_Kaynak Metin:_
-*-*-
Yunus Emre’nin Evrenselliği Işığında İnsanı Yeniden İnşa Etmek Mümkün Mü?

Kimi insanlar hayatları ile destansı bir profil çizerken, kimileri de içe geçmiş menkıbeleriyle hayatımıza su misali akıp giriverirler. Yunus Emre de tarihi kaynakların hayatı hakkında verdiği bilgilerin sınırlılığına karşın, bıraktığı prensiplerle ölü gönüllere nefes olmayı başarmış abidevi bir şahsiyettir. Anadolu Selçuklu Devleti’nin dağılmaya yüz tuttuğu, küçük büyük Türk beyliklerinin kurulmaya başladığı bir dönemde yaşayan Yunus, 1240 yılında Sarıköy doğumlu olup, şiirlerindeki insan sevgisi ve duru Türkçe’siyle düşünce tarihimize damga vurmuştur. Yollar içinde yol olduğunu, kullar içinde kul olduğunu düşündüren Yunus, eserlerinde hayatı ile değil de fikirleriyle öne çıkması, kişiden çok esere önem gösterilmesi gerektiğini çıkarsamak adına da ayrıca düşündürücüdür.

Mehmet Fuat Köprülü, Türk Edebiyatında İlk Mutasavvıflar adlı eserinde medeniyet tarihimiz açısından son derece önemli bi şahsiyet olan Yunus’un Sivrihisar yahut Bolu civarında Sakarya suyuna yakın bir bölgede hayat sürmüş bir Türkmen olduğunu ileri sürer. Tapduk Emre’ye otuz yıl hizmet etmiş olan Yunus’un bu etkisi elbette onun gönül insanı olması ile yakından ilgilidir. Onun şiirleri, “gönül insanı” tanımlamasına ne kadar layık bir kişi olduğunu anlamak için yeterlidir.

Yunus, bir yandan Anadolu mayasının şekillenmesinde şiirleri ile derin ufuklar çizerken, öte yandan “gönül”e atfettiği değerle günümüz insanı için de rehber konumundadır. Onun gönlündeki sevgi iklimi, yaratılanı yaratandan dolayı hoşgörüme düsturuna dayanır. Yunus’un, “Ben gelmedim dava için, Benim işim sevi için, Dostun evi gönüllerdir, Gönüller yapmaya geldim.” ifadeleri kalbinde insana dair beslediği derin sevgiyi yansıttığı gibi, “sevgi” ve “aşk” kavramları ile ne kadar özdeş bir hayat sürdüğünü anlamamıza da olanak tanır.
-*-*-
_Sağlanan Veriler:_
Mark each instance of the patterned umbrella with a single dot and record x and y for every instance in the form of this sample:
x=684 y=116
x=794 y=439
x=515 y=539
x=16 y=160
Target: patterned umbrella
-*-*-
_Yönergeler:_
**A.** Yunus Emre hakkındaki metne göre Yunus Emre hangi yılda ve nerede doğmuştur?
**B.** Yunus Emre hakkındaki metnin devamını, son cümlesinden sonra başlayarak yazın.
Kayıtların Yunus Emre hakkındaki metinle hiçbir ilgisi yoktur.

_Sonuçlar:_
**A.** Yunus Emre 1240 yılında Sarıköy'de doğmuştur.

**B.**
Sevenin sevdiği için yaptığı fedakarlığı anlama konusunda Yunus önemli bir kilometre taşıdır. Aşık’ın maşuk’un emirlerine uyması yine bu sevgi ile mümkündür. Yunus, iletişimin insan için ne kadar ehemmiyetli olduğunu kavramış bir kişi olarak, muhabbeti inşa etmenin de insanlarla tanışmaktan geçtiğine dikkat çeker. “Gelin tanış olalım, işi kolay kılalım, sevelim sevilelim, dünya kimseye kalmaz” ifadeleri, onun iletişim psikolojini yönetmekte güçlü bir rehber olduğunu yansıtır niteliktedir.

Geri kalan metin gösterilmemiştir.